What needs to be done:
Throughout the records below, find the lines with the string "paved" and give how many there are, nothing else.

Working data:
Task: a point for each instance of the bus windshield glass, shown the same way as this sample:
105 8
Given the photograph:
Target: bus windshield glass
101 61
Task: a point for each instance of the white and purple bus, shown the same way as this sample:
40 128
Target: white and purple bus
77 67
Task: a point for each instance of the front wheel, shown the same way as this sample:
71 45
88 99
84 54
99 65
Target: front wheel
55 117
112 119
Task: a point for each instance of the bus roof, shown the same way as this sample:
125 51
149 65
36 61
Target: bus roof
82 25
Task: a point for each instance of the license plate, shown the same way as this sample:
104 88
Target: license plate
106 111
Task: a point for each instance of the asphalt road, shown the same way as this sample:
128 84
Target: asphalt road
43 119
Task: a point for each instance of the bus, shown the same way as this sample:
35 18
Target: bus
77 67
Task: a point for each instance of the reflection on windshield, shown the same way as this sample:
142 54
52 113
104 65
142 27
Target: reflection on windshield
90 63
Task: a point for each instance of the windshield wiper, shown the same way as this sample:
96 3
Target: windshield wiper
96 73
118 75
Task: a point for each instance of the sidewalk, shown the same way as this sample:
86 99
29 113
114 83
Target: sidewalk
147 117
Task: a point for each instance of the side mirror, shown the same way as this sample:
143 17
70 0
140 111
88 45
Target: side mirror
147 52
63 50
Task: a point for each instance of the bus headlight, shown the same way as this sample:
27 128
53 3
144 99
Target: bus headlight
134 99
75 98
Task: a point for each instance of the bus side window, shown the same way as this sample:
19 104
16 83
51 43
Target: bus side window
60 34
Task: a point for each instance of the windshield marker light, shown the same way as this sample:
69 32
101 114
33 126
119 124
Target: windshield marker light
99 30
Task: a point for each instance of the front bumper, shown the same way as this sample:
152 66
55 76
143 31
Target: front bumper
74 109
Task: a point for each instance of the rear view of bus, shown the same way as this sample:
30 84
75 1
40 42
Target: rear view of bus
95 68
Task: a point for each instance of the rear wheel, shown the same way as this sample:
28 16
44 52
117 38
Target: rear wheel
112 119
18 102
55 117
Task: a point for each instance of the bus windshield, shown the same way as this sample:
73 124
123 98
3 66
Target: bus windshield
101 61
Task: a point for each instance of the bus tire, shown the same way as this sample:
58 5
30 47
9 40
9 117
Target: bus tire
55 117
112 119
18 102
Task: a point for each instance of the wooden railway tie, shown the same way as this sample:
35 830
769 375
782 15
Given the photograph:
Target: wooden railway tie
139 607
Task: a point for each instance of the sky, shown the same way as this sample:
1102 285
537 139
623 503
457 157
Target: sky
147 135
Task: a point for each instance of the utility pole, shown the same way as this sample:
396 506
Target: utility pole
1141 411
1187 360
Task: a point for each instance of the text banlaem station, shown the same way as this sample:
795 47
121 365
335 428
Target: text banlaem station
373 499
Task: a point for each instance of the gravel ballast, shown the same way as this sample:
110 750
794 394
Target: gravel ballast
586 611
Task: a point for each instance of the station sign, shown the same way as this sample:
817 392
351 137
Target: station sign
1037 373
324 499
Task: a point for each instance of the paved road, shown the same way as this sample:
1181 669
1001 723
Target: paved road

Exercise result:
2